WHAT YOU SHOULD DO: Word for word, set down the records and skip each picture.

DATASET RECORDS:
*-*-*

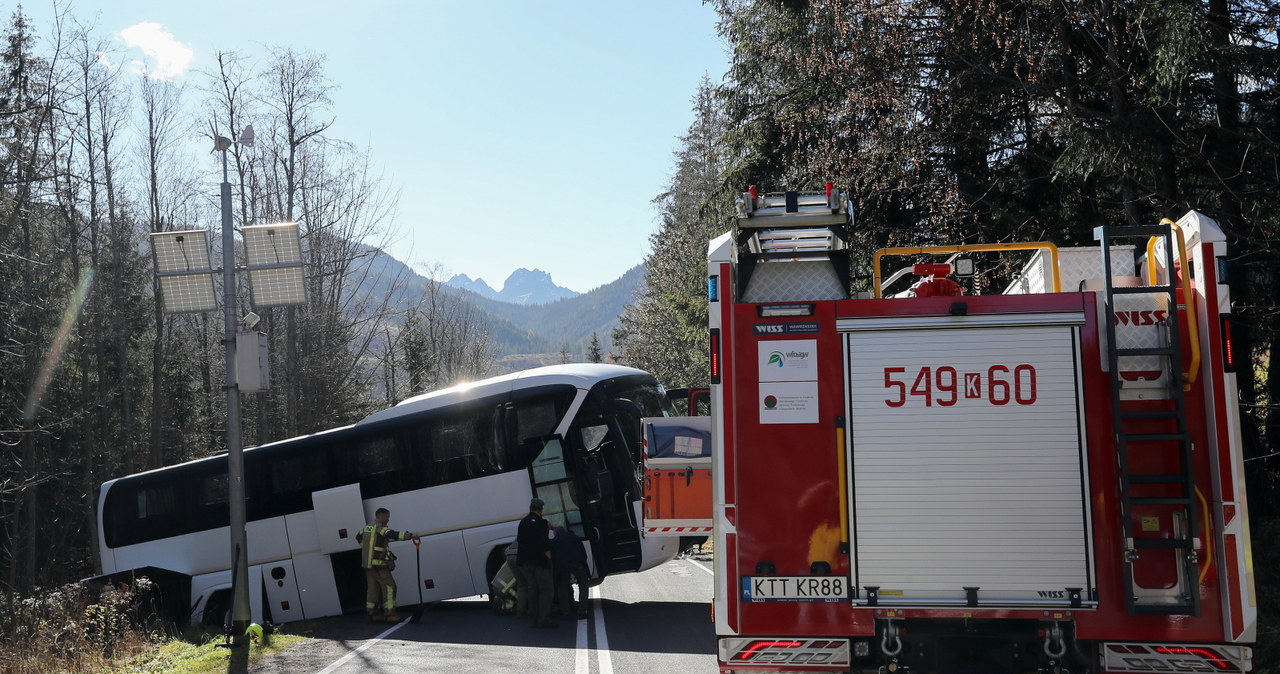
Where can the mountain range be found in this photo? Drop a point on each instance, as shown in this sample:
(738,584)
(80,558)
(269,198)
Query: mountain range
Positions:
(531,329)
(524,287)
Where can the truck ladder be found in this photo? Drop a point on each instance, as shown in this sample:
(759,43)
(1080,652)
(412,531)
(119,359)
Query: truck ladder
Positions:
(1169,493)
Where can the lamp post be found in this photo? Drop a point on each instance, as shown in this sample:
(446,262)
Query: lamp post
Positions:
(241,614)
(186,278)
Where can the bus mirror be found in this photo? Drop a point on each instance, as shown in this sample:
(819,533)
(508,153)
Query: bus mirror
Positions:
(593,436)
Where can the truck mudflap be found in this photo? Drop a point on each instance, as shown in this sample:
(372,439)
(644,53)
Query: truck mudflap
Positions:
(1125,656)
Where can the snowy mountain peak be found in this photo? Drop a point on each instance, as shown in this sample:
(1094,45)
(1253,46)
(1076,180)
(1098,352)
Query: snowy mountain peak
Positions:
(524,287)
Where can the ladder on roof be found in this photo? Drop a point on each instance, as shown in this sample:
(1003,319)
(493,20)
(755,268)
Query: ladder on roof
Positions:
(1161,504)
(792,224)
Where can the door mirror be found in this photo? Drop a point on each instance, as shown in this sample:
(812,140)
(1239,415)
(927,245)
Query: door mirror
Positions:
(593,436)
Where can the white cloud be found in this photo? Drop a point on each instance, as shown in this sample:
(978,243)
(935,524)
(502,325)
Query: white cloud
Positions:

*-*-*

EXERCISE OUTPUT:
Where can the mountain range be found in this photo? Drop a point on each instance, as shown in this sample:
(738,584)
(80,558)
(269,198)
Query: mountain range
Positions:
(531,329)
(524,287)
Where can the truck ladder be found in this photo? Drop a point on each instance, as shown in this sample:
(759,43)
(1080,652)
(412,531)
(119,359)
Query: truck ladder
Positions:
(1169,493)
Where can the lamp post be found in this photo? Drop a point on each instance, as shown in this sample:
(446,262)
Query: lamp post
Positions:
(241,614)
(186,278)
Where can the bus mirror be found in this photo? Drop a point on each instance, as shown in this sample:
(819,533)
(508,153)
Query: bus mirror
Positions:
(593,436)
Where can the truck mudflap be found in this photo? Drop a point on each instance, as shown in this sample:
(372,439)
(644,53)
Query: truck mudflap
Positions:
(1125,656)
Where can the snowy mountain peak be found in this photo? Drop a point on each instance, as shown in this sample:
(1094,45)
(1253,46)
(1076,180)
(1098,352)
Query: snowy mountain peak
Positions:
(524,287)
Where can the ladder on roof be found in this photo? Drop a point on each instance, as shown in this sample:
(1003,319)
(493,20)
(755,268)
Query: ladder on roof
Positions:
(1161,504)
(792,224)
Where can the door mirror be found in this photo? Drop a point on each instance, as shown in this sample:
(812,140)
(1239,415)
(927,245)
Query: door mirror
Positions:
(593,436)
Where can the white cloud be found in this photo? Drop a point on each instance, as shown in this sample:
(978,243)
(935,524)
(502,325)
Query: white cloud
Positions:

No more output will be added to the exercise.